▸ Directives:
a - Using the article on Japan's economy, answer these:
(i) What top speed can the Chuo Shinkansen maglev link reach?
(ii) In what year was the Sony Walkman launched?
(iii) Which tech conglomerate is given as an example of a company that needed to be split up to survive?
b - Reproduce word for word the part of the article on Japan's economy running from "Getting back to" down to "launched in 1979.".

Source passage start

The legacy of Shinzo Abe’s attempts to reform the economy is the famed eight quarters of uninterrupted growth that had been achieved – the best result over the last thirty years. The key elements of his reform which became known as ‘arrows’, were loosening of monetary policy, fiscal stimulus and economic reforms. Be that as it may, now in 2020 inflation is still low and yet the government is still running a deficit.


After he took office as prime minister in 2012, negative interest rates were imposed which made it easier for consumers to purchase. Years of deflation had often seen the public put off buying decisions, in order to wait for prices to come down, and until his ‘monetary injection’ paid off.

The fiscal reforms led to big infrastructural spending, such as on roads and railways which included the soon-to-be-completed USD 64 bn Chuo Shinkansen maglev link between Tokyo and Nagoya – which can reach speeds of up to 600 km/h. Some USD 61 bn was to be invested for attracting more tourists in beefing up access to ports for the cruise ships.

Mojo back

Writing in the Guardian back in 2014, in trying to define Abe’s effect, Richard Harries of the Reform think tank wrote that as with early Thatcherism, his three-arrowed reforms on the Japanese economy were actually more about faith in change being able to happen. Paraphrasing St Paul of all people, he said, “Abenomics is about showing faith in the Japanese people that the country can shake off its torpor and return once again to the forefront of the world economy.” Abe got Japan its Mojo back.

Final Pillar of structural reform that proved most difficult

But the last pillar of the programme was the most difficult to bring into play. While the steady employment of Japanese workers became eroded, reforms of corporate structures weren’t deep enough. Large companies in Japan found it difficult to adapt. Many had existed in that same torpor, others had openly resisted change. Taking the case of Toshiba as an example, the massive tech conglomerate needed to be split up into more manageable chunks so that it could survive. It cannot seem to get approval from major shareholders, many of whom being state or regional governments.

The other example is Nissan, part of an alliance with Renault and Mitsubishi. So strong was the desire to keep the firm a separate entity, that according to a Bloomberg investigation the two Japanese partners plotted to have the Brazilian-born Lebanese Chairman Carlos Ghosn arrested – rather than keep to his cost-cutting merger tactics. He fled arrest.

Back to the 1980’s

Getting back to its position of supremacy that Japan found itself in in the 1980’s – was maybe too much to ask for. Cheap Japanese consumer goods were to be laughed at in the early post-war years, but it was with the launch of the Sony Trinitron TV and its cleaner image in 1966, that world export markets looked upon in amazement as Japanese goods took the market share. US and European competitors found it hard to compete with such reliable, and more advanced products in nature which sold so cheaply, this being embodied in particular by the Sony Walkman portable cassette player launched in 1979.

Rising Sun

When Sci-fi writer Michael Crichton wrote Rising Sun in 1982, the image of Japan completely subjugating the US economy became the stuff of nightmares, charting as it did the rise of electronics firms, car manufacturers and other endeavours supported by easy loans from state development banks.

Then, the bubble burst

But therein lay the problem. A decade of easy money led to a bubble so big that it had to burst. Real estate prices in Tokyo were ever so high in the late 1980’s, that buildings occupying them came to be mere baubles in decorating them, and were consistently being pulled down – even a year after completion – in order to have something more captivating stand in their place.

When the bubble did eventually burst, which came after the implementation of higher interbank lending rates, the stock market tumbled. Financial institutions which had lent money without the proper due diligence – were soon dead in all but name.

Source passage end
Stored rows start

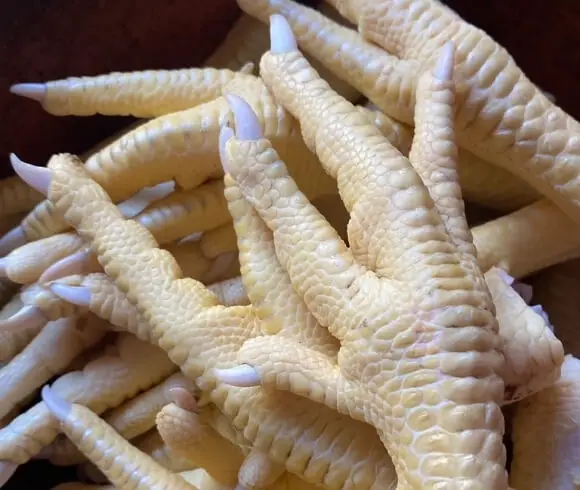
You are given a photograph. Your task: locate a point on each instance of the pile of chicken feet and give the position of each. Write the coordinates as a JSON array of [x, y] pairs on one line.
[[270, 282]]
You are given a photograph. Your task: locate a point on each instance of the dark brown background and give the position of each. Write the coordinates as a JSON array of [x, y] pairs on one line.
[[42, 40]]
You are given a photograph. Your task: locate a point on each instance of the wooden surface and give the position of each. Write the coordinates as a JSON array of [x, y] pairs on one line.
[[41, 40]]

Stored rows end
Stored rows start

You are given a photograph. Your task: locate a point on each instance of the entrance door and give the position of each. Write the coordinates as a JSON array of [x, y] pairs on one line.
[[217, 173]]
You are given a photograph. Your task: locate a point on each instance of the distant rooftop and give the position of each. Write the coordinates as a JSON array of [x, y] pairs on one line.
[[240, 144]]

Stored rows end

▸ Answers for the tasks:
a -
(i) Up to 600 km/h.
(ii) 1979.
(iii) Toshiba.

b -
Getting back to its position of supremacy that Japan found itself in in the 1980’s – was maybe too much to ask for. Cheap Japanese consumer goods were to be laughed at in the early post-war years, but it was with the launch of the Sony Trinitron TV and its cleaner image in 1966, that world export markets looked upon in amazement as Japanese goods took the market share. US and European competitors found it hard to compete with such reliable, and more advanced products in nature which sold so cheaply, this being embodied in particular by the Sony Walkman portable cassette player launched in 1979.